*Excerpted passage:*
One of the leading trends in the healthcare sector is "Health Care Without Harm," a nationwide initiative by hospitals to purchase local, sustainable food—higher in nutritional value and healthier ecologically—for its patients and staff. "Menu for Change" is another program finding its way into mainstream settings. Created to improve the food offered at schools, it was started by yogurt producer Stonyfield Farms in 2003. The initial intent was to tackle childhood obesity by replacing junk food with student-approved natural and organic snacks in vending machines. The overall goal: to make it easy to eat healthy at school.
"Economics, politics, obesity and other health concerns have put food sourcing front and center," says Marilyn Anthony, Exton-based southeastern regional director of the Pennsylvania Association for Sustainable Agriculture (PASA). "Two of our members operate 'Cooking for Real,' a local foods and nutrition program that conducts school programs, as well as corporate training, and I believe Westtown School has a teaching garden on the property. I've also heard that Radnor School District is looking to do something."
The bulk of U.S.-grown produce is shipped from California, Florida and Washington, or from other countries. The average food item travels 1,300-1,500 miles before it ends up on our plates. In between, it's been confined to a truck, subject to temperature variations, transferred numerous times, probably seen some bugs, absorbed gasoline fumes, passed through a few pairs of germy hands, and stored for up to three weeks.
Not surprisingly, most produce sold in supermarkets is laced with pesticides and other preservatives—chosen more for its ability to withstand industrial harvesting and extended travel than its taste. That's why consumers wind up with waxy cucumbers, hothouse tomatoes, peaches that never quite ripen, and less variety overall.
If it weren't for the good fortune of committed restaurateurs and chefs—who essentially serve as PR and marketing consultants for the artisan producers they purchase from—we wouldn't have a clue as to the origins of our food. Nor would we have access to such a wide range of organically grown, fresh, palate-pleasing ingredients.
If it seems you're hearing "buy local" as often as you're hearing "buy organic," you can thank socially and environmentally conscious chefs Sean Weinberg (Alba), Andrew Deery (Majolica), Bryan Sikora (Talula's Table), Andrew Masciangelo (Savona), David Clouser (Sola), Patrick Feury (Nectar, Maia), Francis Trzeciak (Birchrunville Store Café, The Inn at Saint Peter's Village), and plenty of others in Center City. They continue to offer customers a growing variety of unique local and artisanal foods from small-scale producers—stuff like humanely raised meats, organic and specialty fruits and vegetables, and raw milk cheeses.
"Everyone wants to go back 100 years," says Talula's Table chef/owner Bryan Sikora. "There's an artistry that's missing. Farming, cooking—they're both a craft, and they deserve equal appreciation."
And what happens to our food along the way also matters. "One of our farmers took a calf to be butchered and was devastated by the result," says Sikora. "Every stage of an ingredient's life should be respected."

*Instructions to follow:* Reproduce the passage on local food sourcing word for word, from "Not surprisingly, most" to "fresh, palate-pleasing ingredients.".

*Supplied data:*
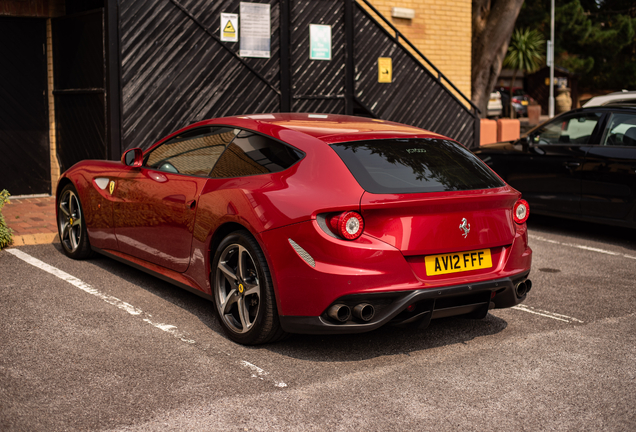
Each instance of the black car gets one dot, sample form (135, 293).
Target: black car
(580, 164)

*Response for this exercise:*
Not surprisingly, most produce sold in supermarkets is laced with pesticides and other preservatives—chosen more for its ability to withstand industrial harvesting and extended travel than its taste. That's why consumers wind up with waxy cucumbers, hothouse tomatoes, peaches that never quite ripen, and less variety overall.
If it weren't for the good fortune of committed restaurateurs and chefs—who essentially serve as PR and marketing consultants for the artisan producers they purchase from—we wouldn't have a clue as to the origins of our food. Nor would we have access to such a wide range of organically grown, fresh, palate-pleasing ingredients.